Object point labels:
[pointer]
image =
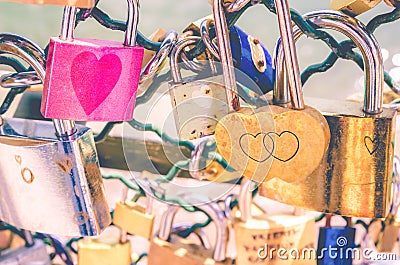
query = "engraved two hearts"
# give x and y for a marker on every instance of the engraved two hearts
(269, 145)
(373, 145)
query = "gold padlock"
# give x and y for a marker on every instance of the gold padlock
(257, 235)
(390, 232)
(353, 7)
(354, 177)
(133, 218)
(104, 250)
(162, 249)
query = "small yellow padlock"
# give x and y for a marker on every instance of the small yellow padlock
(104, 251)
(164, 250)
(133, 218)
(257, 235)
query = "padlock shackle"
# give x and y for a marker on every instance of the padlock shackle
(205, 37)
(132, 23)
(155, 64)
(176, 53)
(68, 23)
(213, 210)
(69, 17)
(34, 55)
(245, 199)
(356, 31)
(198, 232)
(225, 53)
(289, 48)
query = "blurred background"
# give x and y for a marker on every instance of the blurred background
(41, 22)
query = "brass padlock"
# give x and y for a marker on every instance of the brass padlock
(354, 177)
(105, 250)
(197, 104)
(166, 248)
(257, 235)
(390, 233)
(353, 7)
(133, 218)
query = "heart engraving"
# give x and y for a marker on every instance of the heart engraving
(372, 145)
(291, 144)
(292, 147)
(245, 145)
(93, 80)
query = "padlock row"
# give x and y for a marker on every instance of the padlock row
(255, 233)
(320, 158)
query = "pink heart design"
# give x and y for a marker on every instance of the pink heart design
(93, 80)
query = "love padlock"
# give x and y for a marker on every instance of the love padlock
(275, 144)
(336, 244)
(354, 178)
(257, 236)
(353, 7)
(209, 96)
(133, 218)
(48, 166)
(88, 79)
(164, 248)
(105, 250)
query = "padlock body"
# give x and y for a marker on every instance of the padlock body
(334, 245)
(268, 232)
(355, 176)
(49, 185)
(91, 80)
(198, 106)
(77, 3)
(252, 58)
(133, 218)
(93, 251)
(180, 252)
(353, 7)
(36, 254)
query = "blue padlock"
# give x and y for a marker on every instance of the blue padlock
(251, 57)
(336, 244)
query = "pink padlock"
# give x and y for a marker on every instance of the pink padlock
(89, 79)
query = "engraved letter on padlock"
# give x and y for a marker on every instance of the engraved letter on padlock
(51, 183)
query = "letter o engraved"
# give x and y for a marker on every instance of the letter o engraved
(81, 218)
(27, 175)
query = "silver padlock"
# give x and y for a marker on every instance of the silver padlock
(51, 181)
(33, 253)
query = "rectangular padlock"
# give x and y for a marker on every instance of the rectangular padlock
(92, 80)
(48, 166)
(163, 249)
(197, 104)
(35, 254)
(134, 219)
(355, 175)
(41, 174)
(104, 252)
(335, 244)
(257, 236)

• _WHAT IS NEEDED_
Reproduce all the records verbatim, excluding images.

• _TASK OUTPUT_
[pointer]
image =
query = "engraved two hearts"
# give x and y for a marker on every instance of the engraved two hearts
(269, 145)
(373, 145)
query = "gold padlock"
# give x and y for a marker on every instance of the gold padlock
(257, 235)
(390, 232)
(353, 7)
(354, 177)
(133, 218)
(104, 250)
(162, 249)
query = "small yellow padlock"
# give x and y for a marker on every instance of the small yellow padlock
(104, 251)
(164, 250)
(133, 218)
(257, 235)
query = "padlock shackle"
# give x and y for a marker on every instance of the padlock shackle
(205, 37)
(132, 23)
(155, 64)
(176, 53)
(68, 23)
(213, 210)
(69, 17)
(34, 55)
(245, 199)
(356, 31)
(198, 232)
(225, 53)
(289, 48)
query = "blurred background"
# give x and y for a marker on every instance of the blurred background
(41, 22)
query = "brass padlock"
# give x and y for a marker on every instance of the brass padlock
(354, 177)
(105, 250)
(197, 104)
(166, 248)
(257, 235)
(390, 233)
(353, 7)
(133, 218)
query = "heart engraving"
# give x and y for a marker on every instance of the heart engraving
(372, 145)
(291, 144)
(292, 147)
(245, 145)
(93, 80)
query = "padlock row"
# give x and y for a marker on every instance of the padlock row
(255, 233)
(320, 158)
query = "pink heart design"
# give x and y for a marker on every instance of the pink heart design
(93, 80)
query = "love padlock"
# give x and y for a marker on every instance of the love padlock
(275, 144)
(336, 244)
(354, 178)
(257, 236)
(353, 7)
(209, 96)
(133, 218)
(48, 166)
(88, 79)
(164, 248)
(105, 250)
query = "padlock body"
# give x and y for a marker on every instance of the padlock body
(334, 245)
(268, 232)
(355, 176)
(49, 185)
(91, 80)
(198, 106)
(77, 3)
(252, 58)
(133, 218)
(93, 251)
(180, 252)
(353, 7)
(36, 254)
query = "blue padlock"
# give x and y for a marker on every instance of the blue padlock
(251, 57)
(336, 244)
query = "pink padlock"
# give x and y for a marker on every instance of the pink padlock
(89, 79)
query = "engraved letter on padlock"
# give x and y for a marker on every instance of the engraved letter on padlock
(51, 183)
query = "letter o engraved"
# give x and y for a marker on every instance of the letter o engraved
(81, 218)
(27, 175)
query = "silver padlock"
# give x and y for a marker on every instance of the silver padlock
(51, 181)
(33, 253)
query = "rectangular padlock"
# give x and y for a marker on every instance of the rectangular padlock
(92, 80)
(48, 166)
(163, 249)
(197, 104)
(35, 254)
(134, 219)
(355, 175)
(41, 174)
(104, 252)
(335, 244)
(257, 236)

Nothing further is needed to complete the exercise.